**WRITTEN EXERCISE**
Take the listing and print it in full, exactly as given.

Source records
------------

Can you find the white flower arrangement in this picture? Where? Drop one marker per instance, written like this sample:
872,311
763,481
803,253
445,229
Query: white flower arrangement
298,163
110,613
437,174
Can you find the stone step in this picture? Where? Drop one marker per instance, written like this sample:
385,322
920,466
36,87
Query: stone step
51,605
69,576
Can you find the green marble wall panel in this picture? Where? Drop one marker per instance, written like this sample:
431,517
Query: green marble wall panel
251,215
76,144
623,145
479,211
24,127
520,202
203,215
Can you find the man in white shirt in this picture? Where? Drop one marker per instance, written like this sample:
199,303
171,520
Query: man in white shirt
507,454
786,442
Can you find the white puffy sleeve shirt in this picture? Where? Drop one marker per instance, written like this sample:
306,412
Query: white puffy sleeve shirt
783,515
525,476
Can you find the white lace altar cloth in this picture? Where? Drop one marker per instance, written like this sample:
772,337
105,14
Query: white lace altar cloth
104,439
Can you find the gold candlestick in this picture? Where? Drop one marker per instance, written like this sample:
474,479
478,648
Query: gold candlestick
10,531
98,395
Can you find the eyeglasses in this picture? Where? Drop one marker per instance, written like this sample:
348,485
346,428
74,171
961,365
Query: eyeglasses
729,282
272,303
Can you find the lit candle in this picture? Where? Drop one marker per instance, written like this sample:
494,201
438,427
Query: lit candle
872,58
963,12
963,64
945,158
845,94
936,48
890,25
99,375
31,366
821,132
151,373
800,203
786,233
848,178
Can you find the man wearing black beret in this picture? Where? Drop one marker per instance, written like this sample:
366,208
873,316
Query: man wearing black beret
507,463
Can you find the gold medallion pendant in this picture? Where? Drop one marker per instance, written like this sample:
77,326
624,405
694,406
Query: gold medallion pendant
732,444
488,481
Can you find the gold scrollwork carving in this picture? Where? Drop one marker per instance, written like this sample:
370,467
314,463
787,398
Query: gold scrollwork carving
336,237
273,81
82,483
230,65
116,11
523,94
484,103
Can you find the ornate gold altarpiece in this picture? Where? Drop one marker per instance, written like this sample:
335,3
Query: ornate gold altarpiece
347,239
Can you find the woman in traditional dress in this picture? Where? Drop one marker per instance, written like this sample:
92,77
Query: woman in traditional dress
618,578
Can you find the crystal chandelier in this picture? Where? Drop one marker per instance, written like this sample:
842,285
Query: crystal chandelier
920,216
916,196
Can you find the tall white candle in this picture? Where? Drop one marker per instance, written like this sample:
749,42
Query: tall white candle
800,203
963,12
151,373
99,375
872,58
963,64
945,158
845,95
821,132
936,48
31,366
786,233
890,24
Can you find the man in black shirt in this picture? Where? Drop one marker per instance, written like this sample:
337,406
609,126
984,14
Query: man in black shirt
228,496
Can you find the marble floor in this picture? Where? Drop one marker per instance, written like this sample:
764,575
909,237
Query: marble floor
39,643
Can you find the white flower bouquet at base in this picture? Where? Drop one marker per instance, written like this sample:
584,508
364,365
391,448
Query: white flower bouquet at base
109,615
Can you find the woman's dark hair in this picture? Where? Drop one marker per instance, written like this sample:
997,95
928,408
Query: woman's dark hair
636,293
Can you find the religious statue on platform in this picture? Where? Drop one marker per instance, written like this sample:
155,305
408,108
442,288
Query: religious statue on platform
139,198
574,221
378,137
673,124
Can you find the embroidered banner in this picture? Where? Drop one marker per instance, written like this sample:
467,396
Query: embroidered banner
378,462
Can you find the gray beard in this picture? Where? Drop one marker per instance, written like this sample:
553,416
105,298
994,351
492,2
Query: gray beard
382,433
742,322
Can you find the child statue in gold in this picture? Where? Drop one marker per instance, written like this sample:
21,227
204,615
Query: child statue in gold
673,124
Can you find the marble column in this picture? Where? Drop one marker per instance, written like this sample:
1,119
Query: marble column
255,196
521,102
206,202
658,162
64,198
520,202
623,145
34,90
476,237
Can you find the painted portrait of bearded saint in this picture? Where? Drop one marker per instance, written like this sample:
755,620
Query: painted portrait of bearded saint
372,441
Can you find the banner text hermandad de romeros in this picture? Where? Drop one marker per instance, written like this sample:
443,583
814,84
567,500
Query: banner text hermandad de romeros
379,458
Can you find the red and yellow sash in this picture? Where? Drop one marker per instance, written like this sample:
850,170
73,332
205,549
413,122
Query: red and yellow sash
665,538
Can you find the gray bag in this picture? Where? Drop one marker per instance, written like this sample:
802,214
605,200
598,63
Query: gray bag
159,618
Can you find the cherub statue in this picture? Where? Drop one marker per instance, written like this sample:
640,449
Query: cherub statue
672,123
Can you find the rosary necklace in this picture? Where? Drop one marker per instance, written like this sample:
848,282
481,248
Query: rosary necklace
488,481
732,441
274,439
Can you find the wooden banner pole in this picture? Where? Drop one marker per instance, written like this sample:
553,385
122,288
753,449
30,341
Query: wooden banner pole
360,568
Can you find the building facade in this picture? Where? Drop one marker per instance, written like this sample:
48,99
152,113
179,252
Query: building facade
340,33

------------

**ANSWER TO THIS EXERCISE**
Can you find the white flower arrangement in this picture? Where? Drop one marker per instance, written like this sample:
872,311
763,481
803,253
445,229
Query: white flower arrangement
298,163
110,613
437,174
Can you find the stone step in this picture? Where? Drop one marker per instance, written like this sample:
385,322
920,466
36,87
Query: stone step
51,605
69,576
Can you find the green marble wall panel in this picture? Where? Drop one marker per instance, written like this sample:
431,517
Query: green marble wall panel
251,215
76,144
623,145
479,211
24,127
520,202
203,215
Can you find the man in white shirt in this picture? Where? Drop one marker per instance, written like this sample:
199,303
171,520
Query: man in white shirt
507,454
786,442
Can you find the white puffy sleeve shirt in this picture? Where? Drop one marker per instance, written like this sample:
306,412
Query: white puffy sleeve shirt
783,515
525,476
Can you find the white lace altar cloth in this picture? Where? Drop one marker per instance, written like this sample:
772,337
105,14
Query: white lace altar cloth
104,439
Can you find the gold candlestick in this picture? Where? Drop one marker per instance, written like this sample:
474,479
478,648
Query: gold candlestick
10,531
98,395
Can you find the eyeglasses in this picture? Where? Drop one marker per instance, written like this sample:
348,485
346,428
74,171
961,365
Query: eyeglasses
729,282
272,303
Can you find the lit candle in this picture? Where? Drop one marker per instance, written like this sample:
494,201
438,427
Query: lit candle
872,58
963,12
963,64
945,158
845,94
936,48
890,25
99,375
31,366
821,132
151,373
800,203
786,233
848,178
Can you find the man wearing black beret in this picture? Where? Drop one marker per instance, written like this sample:
366,208
873,316
Query: man wearing black beret
507,463
Can you find the gold medallion pendant in this picture? Where? Drop one marker per instance, written like this sample:
77,326
624,405
694,406
Query: gold medallion pendant
732,444
488,481
Can you find the gold scrollwork carving in this picture? Where? Drop one marker per instance, written like this sample:
370,467
314,463
787,398
Query: gold scrollwork carving
336,237
273,81
82,483
230,65
116,11
523,94
484,103
Can you find the ornate gold altarpiece in this picture? Where? Drop one marker per instance, written like this sample:
335,3
Query: ornate gold altarpiece
347,239
Can you find the woman in traditional dress in this picture? Where? Drop one marker per instance, written like this sample:
92,77
Query: woman in traditional dress
618,578
Can you find the crystal chandelier in this picture? Where? Drop one marker per instance, written like this sample:
842,285
Query: crystal chandelier
920,216
916,196
Can you find the tall white candle in this picture? Where? Drop one marker per instance, written like this sample:
749,42
Query: tall white candle
800,203
963,12
151,373
99,375
872,58
963,64
945,158
845,95
821,132
936,48
31,366
786,233
890,24
Can you find the man in black shirt in this picture? Where? Drop one marker per instance, written like this sample:
337,406
609,126
984,14
Query: man in black shirt
228,496
Can you find the marble floor in this picture? Where? Drop one marker per instance, written like this sample:
764,575
909,237
Query: marble floor
39,643
Can you find the white flower bouquet at base in this picture? Where? Drop one marker per instance, written like this sample:
584,508
364,365
391,448
Query: white flower bouquet at base
109,615
Can you find the woman's dark hair in this picture? Where? Drop one marker per instance, written like this sample:
997,95
928,408
Query: woman's dark hair
636,293
Can you find the religious statue on platform in this picture? Where? Drop one marker per instance, written like this sample:
155,305
408,108
442,288
Query: religious statue on platform
139,198
574,221
378,137
673,124
Can you find the embroidered banner in this picture? Where? Drop one marker per instance, written like this sample:
467,396
Query: embroidered banner
378,462
Can you find the gray beard in this picture? Where? Drop one marker per instance, written like this sample:
553,416
105,298
994,351
492,2
Query: gray beard
382,433
742,322
Can you find the child statue in gold in this picture? Where? Drop one marker per instance, written like this sample:
21,227
204,615
Query: child statue in gold
673,124
Can you find the marble column in this picture? Where? Drop one marker per instance, written like this sample:
1,119
Query: marble column
255,196
521,102
206,202
658,162
64,198
520,202
623,145
34,90
476,237
Can you find the painted portrait of bearded saint in this picture? Where? Drop one marker per instance, written like this sample:
755,620
Query: painted portrait of bearded saint
372,441
Can you find the banner text hermandad de romeros in this picture? Where? Drop one marker per instance, written like this sample:
443,583
814,84
567,500
Query: banner text hermandad de romeros
379,458
Can you find the red and yellow sash in this picture? Where? Drop one marker per instance, written like this sample:
850,170
73,332
205,549
413,122
Query: red and yellow sash
665,538
Can you find the gray bag in this picture? Where? Drop one marker per instance, written like this sample:
802,214
605,200
598,63
Query: gray bag
159,618
Can you find the cherub statue in this picture? Where? Drop one marker per instance, written like this sample:
640,449
Query: cherub statue
672,123
Can you find the rosary necklace in this picture? Where? Drop one marker per instance, written like this sample:
848,282
481,248
Query: rosary necklace
488,481
732,441
274,439
Can you find the wooden banner pole in this picture? Where? Drop one marker per instance, written like this sample:
553,385
122,288
753,449
30,341
Query: wooden banner pole
360,568
Can you find the building facade in this picture? Where? Drop one marker per instance, written like this sample:
48,99
152,113
179,252
Query: building facade
340,33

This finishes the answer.